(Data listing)
┄┄┄┄┄┄┄┄┄┄

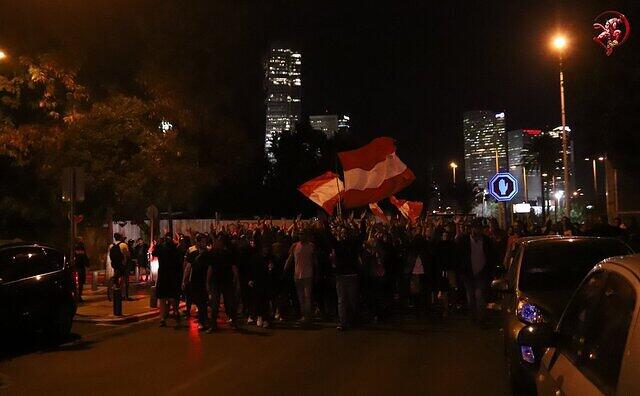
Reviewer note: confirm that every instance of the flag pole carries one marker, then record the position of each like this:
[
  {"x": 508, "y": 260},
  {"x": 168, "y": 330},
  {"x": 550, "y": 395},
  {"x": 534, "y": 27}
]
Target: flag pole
[
  {"x": 339, "y": 197},
  {"x": 338, "y": 185}
]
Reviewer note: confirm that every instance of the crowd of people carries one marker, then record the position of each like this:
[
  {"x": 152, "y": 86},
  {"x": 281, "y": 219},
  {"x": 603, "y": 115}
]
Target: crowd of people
[{"x": 352, "y": 271}]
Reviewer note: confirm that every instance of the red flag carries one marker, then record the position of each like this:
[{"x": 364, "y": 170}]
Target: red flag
[
  {"x": 324, "y": 190},
  {"x": 410, "y": 210},
  {"x": 373, "y": 172},
  {"x": 375, "y": 209}
]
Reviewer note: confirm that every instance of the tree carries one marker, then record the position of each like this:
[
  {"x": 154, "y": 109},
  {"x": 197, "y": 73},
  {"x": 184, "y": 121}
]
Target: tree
[
  {"x": 540, "y": 154},
  {"x": 39, "y": 98},
  {"x": 49, "y": 123}
]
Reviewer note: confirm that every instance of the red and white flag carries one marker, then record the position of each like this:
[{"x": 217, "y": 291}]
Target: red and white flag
[
  {"x": 375, "y": 209},
  {"x": 373, "y": 172},
  {"x": 409, "y": 209},
  {"x": 324, "y": 190}
]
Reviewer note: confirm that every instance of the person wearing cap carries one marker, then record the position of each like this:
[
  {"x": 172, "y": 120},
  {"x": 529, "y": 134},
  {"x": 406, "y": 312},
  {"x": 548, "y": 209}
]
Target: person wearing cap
[{"x": 476, "y": 260}]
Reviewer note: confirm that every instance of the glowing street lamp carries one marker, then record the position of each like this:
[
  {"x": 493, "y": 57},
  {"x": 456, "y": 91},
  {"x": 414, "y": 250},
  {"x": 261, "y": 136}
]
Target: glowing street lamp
[{"x": 560, "y": 43}]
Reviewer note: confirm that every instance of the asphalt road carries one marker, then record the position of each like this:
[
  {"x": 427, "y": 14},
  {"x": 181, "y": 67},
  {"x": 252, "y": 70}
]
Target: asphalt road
[{"x": 406, "y": 357}]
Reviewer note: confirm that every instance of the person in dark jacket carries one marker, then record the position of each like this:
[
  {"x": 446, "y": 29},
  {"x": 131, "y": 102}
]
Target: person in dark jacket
[
  {"x": 257, "y": 272},
  {"x": 168, "y": 285},
  {"x": 476, "y": 264},
  {"x": 346, "y": 250},
  {"x": 221, "y": 281},
  {"x": 197, "y": 263}
]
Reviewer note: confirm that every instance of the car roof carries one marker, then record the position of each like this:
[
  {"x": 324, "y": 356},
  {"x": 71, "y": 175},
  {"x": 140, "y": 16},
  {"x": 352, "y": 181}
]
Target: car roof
[
  {"x": 630, "y": 262},
  {"x": 4, "y": 244}
]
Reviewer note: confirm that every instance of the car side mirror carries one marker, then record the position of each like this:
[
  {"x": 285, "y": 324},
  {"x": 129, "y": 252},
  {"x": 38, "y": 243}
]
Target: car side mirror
[
  {"x": 500, "y": 285},
  {"x": 540, "y": 336}
]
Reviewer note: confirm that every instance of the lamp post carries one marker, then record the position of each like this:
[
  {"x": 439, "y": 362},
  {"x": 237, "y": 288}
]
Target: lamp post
[
  {"x": 560, "y": 43},
  {"x": 453, "y": 166},
  {"x": 558, "y": 195}
]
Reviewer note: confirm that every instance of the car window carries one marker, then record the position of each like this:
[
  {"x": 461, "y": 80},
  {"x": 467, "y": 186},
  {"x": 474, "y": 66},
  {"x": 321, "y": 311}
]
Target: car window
[
  {"x": 560, "y": 265},
  {"x": 25, "y": 262},
  {"x": 579, "y": 316},
  {"x": 607, "y": 337}
]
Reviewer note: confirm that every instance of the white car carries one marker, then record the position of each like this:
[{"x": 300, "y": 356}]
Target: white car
[{"x": 595, "y": 348}]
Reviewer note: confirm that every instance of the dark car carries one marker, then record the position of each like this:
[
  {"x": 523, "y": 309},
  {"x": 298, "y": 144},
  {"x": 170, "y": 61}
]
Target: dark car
[
  {"x": 542, "y": 274},
  {"x": 37, "y": 291}
]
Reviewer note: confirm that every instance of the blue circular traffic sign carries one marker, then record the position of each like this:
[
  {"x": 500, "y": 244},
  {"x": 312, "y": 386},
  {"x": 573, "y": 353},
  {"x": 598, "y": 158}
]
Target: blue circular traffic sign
[{"x": 503, "y": 186}]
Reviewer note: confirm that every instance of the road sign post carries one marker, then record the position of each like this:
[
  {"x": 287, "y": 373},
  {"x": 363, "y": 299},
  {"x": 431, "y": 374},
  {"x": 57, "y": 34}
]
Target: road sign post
[{"x": 503, "y": 187}]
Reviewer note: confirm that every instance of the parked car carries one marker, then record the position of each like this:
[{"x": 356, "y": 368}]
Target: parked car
[
  {"x": 595, "y": 348},
  {"x": 37, "y": 290},
  {"x": 542, "y": 274}
]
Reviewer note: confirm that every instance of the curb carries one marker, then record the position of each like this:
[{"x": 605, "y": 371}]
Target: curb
[{"x": 125, "y": 319}]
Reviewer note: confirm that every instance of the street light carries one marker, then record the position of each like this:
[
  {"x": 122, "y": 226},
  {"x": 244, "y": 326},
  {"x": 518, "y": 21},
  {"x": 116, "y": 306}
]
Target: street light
[
  {"x": 595, "y": 173},
  {"x": 453, "y": 166},
  {"x": 560, "y": 44}
]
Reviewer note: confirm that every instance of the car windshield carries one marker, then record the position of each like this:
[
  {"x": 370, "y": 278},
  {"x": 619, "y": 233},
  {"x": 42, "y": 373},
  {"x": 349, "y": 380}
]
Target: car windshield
[{"x": 560, "y": 265}]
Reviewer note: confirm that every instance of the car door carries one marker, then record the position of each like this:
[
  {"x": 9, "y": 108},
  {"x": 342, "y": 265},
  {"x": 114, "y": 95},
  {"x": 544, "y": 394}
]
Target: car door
[
  {"x": 29, "y": 286},
  {"x": 593, "y": 338}
]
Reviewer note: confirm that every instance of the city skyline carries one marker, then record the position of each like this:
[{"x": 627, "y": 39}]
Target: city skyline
[
  {"x": 283, "y": 80},
  {"x": 485, "y": 146}
]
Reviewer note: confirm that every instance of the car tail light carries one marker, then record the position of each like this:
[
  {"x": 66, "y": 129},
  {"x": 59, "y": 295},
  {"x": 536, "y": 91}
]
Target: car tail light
[
  {"x": 527, "y": 354},
  {"x": 530, "y": 313}
]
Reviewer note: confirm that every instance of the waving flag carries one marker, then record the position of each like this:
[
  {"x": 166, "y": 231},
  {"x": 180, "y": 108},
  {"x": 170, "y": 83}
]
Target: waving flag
[
  {"x": 410, "y": 210},
  {"x": 375, "y": 209},
  {"x": 324, "y": 190},
  {"x": 373, "y": 172}
]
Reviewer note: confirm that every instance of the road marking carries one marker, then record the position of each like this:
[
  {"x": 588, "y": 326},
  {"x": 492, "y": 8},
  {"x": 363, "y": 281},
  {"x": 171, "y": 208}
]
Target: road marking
[
  {"x": 180, "y": 389},
  {"x": 110, "y": 329}
]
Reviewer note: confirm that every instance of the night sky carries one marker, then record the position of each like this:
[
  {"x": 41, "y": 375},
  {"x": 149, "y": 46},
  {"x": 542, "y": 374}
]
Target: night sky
[{"x": 401, "y": 70}]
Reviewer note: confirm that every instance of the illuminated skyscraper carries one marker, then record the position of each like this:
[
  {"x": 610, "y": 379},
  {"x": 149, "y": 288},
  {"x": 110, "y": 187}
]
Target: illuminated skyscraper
[
  {"x": 283, "y": 82},
  {"x": 518, "y": 143},
  {"x": 558, "y": 171},
  {"x": 484, "y": 136}
]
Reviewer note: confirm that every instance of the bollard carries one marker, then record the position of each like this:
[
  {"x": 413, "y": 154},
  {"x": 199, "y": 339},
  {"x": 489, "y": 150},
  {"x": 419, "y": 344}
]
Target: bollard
[
  {"x": 94, "y": 281},
  {"x": 153, "y": 302},
  {"x": 117, "y": 302}
]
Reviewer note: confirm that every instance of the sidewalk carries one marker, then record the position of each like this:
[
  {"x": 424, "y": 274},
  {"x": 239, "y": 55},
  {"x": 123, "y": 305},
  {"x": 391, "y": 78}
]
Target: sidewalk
[{"x": 96, "y": 308}]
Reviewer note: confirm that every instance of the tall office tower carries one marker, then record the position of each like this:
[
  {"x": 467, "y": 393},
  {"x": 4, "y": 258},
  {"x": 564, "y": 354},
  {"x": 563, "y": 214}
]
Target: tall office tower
[
  {"x": 330, "y": 124},
  {"x": 557, "y": 183},
  {"x": 283, "y": 82},
  {"x": 518, "y": 142},
  {"x": 484, "y": 145}
]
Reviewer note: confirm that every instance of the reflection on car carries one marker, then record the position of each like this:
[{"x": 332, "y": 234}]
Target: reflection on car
[
  {"x": 542, "y": 274},
  {"x": 37, "y": 291},
  {"x": 595, "y": 348}
]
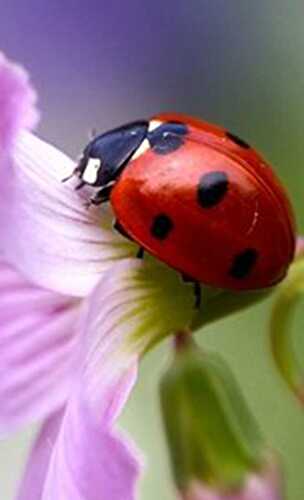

┄┄┄┄┄┄┄┄┄┄

> **DESCRIPTION OF THE TASK**:
Could you rewrite the material from the line that has "Reviewer note: confirm that every instance of the tall" through the end of the material, replacing "office tower" with "high-rise building" and changing nothing else? Leave the pictures out of your answer.

> **FINAL ANSWER**:
Reviewer note: confirm that every instance of the tall high-rise building carries one marker, then record the position of each like this:
[
  {"x": 467, "y": 393},
  {"x": 4, "y": 258},
  {"x": 564, "y": 354},
  {"x": 563, "y": 214}
]
Target: tall high-rise building
[
  {"x": 330, "y": 124},
  {"x": 557, "y": 183},
  {"x": 283, "y": 82},
  {"x": 518, "y": 142},
  {"x": 484, "y": 145}
]
Reviewer note: confirm that every instance of the reflection on car carries one marker, then record the position of each like this:
[{"x": 332, "y": 234}]
Target: reflection on car
[
  {"x": 542, "y": 274},
  {"x": 37, "y": 291},
  {"x": 595, "y": 348}
]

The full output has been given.